Task:
Every line from the one containing "Practice step: put a point on each instance of the small" through the end of the listing below must be given again exactly, and nothing else; exclude pictures.

(Object pointing dataset rows)

********

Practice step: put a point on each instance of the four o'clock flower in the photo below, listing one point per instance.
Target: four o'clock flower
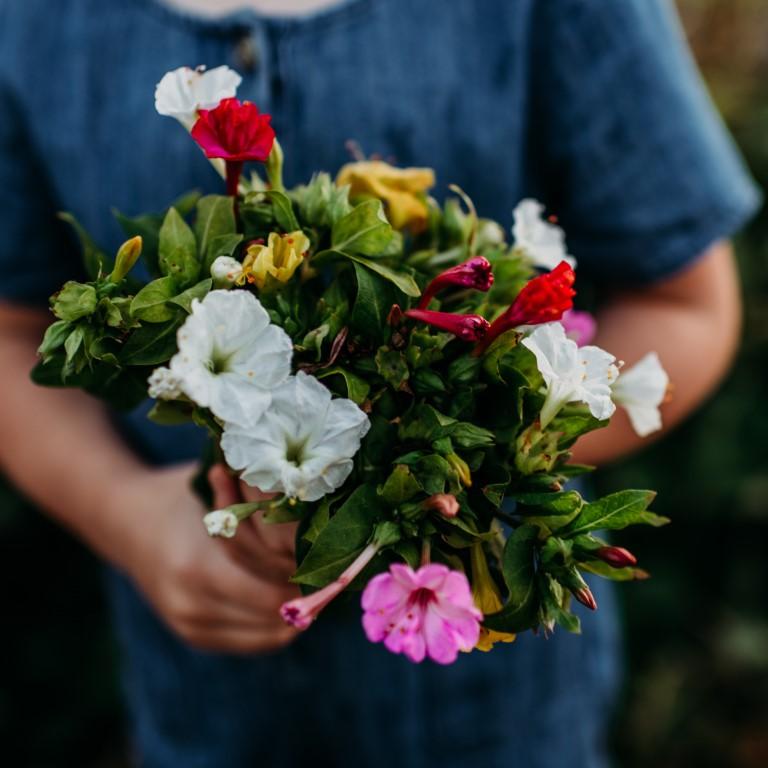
(579, 326)
(641, 390)
(541, 300)
(184, 91)
(475, 273)
(541, 241)
(572, 373)
(236, 132)
(464, 327)
(230, 356)
(428, 612)
(302, 445)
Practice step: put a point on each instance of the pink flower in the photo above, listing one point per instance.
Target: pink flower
(579, 326)
(475, 273)
(236, 132)
(464, 327)
(421, 613)
(444, 503)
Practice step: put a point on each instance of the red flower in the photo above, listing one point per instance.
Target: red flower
(475, 273)
(465, 327)
(542, 300)
(236, 132)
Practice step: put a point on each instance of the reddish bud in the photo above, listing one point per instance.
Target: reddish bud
(444, 503)
(475, 273)
(585, 597)
(542, 300)
(616, 557)
(464, 327)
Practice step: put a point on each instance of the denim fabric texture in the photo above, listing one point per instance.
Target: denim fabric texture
(592, 106)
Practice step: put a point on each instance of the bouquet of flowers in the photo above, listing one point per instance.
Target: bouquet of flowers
(391, 373)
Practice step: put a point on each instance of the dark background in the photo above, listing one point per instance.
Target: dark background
(697, 632)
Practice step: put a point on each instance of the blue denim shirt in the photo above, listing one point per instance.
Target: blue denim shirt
(593, 106)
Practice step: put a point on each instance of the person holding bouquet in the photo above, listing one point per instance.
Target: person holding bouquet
(592, 106)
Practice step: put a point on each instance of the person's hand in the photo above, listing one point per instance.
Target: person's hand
(217, 594)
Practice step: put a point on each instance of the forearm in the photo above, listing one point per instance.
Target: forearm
(58, 446)
(693, 322)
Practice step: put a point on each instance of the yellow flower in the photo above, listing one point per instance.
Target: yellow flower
(280, 258)
(486, 595)
(401, 189)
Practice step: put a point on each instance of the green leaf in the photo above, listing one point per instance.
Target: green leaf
(342, 539)
(372, 304)
(215, 218)
(95, 261)
(615, 512)
(283, 210)
(392, 367)
(55, 336)
(518, 569)
(402, 280)
(357, 387)
(400, 486)
(149, 304)
(178, 249)
(74, 300)
(151, 344)
(549, 511)
(197, 291)
(364, 229)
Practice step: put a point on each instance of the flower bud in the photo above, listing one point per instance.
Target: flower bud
(164, 384)
(616, 557)
(226, 271)
(274, 166)
(126, 257)
(461, 468)
(443, 503)
(464, 327)
(475, 273)
(221, 522)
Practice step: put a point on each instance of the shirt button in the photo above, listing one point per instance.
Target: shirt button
(247, 55)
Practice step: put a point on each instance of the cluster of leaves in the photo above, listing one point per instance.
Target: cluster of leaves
(442, 419)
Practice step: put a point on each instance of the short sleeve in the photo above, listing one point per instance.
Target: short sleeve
(639, 166)
(37, 254)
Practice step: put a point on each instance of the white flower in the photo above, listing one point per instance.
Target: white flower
(230, 357)
(541, 241)
(164, 385)
(641, 391)
(221, 522)
(303, 444)
(183, 91)
(572, 373)
(226, 271)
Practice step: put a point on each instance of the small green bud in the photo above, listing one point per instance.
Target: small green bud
(126, 257)
(74, 300)
(274, 167)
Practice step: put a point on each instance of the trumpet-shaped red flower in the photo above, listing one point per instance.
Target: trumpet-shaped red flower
(236, 132)
(542, 300)
(465, 327)
(474, 273)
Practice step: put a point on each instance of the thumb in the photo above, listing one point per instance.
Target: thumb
(224, 486)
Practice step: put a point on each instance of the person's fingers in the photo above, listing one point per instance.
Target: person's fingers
(249, 550)
(239, 640)
(225, 488)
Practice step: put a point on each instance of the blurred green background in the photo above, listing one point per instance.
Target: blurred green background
(697, 633)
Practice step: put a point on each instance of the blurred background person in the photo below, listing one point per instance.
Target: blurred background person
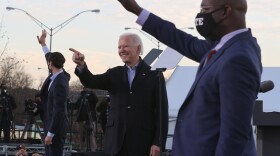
(7, 104)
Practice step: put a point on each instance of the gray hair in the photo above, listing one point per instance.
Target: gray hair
(136, 40)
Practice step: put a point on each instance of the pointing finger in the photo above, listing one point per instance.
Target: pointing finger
(74, 50)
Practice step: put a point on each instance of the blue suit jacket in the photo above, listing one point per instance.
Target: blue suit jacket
(215, 118)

********

Written reply:
Practice step: put a point on each instance of the small green bud in the photo above, listing one point per instance.
Target: small green bud
(126, 257)
(74, 300)
(274, 167)
Practice step: put a point on each instance of the trumpet-shaped red flower in the photo above, listing one point per instance.
Target: trumpet-shaped red flower
(236, 132)
(542, 300)
(465, 327)
(474, 273)
Practice step: put a point on each instance of the thumb in the photo above, listing one point per instance.
Target: thumb
(224, 486)
Practice step: put a point on each instance of the person's fingers in the photo above, listing one point per instance.
Target: person's fingers
(249, 550)
(239, 640)
(225, 488)
Practice step: put a point on each instance of the blurred green background in the photo above, listing one point per instance.
Target: blurred green background
(697, 633)
Practice step: put a point on each instance of the blurred background person in the photo below, listing one point per instance.
Target: blurred background person
(7, 104)
Practice step: put a point on each instance of the gray hair in the photo above, listing one point per instance.
Target: gray hair
(136, 40)
Practice step: put a point on each instance of the pointing finger in the photo above, listing one point per instance.
Target: pointing finger
(74, 50)
Practice step: put a point on each instance of the blue suit jacket in the photo above, listing one point per instance.
Target: blue suit jacket
(215, 118)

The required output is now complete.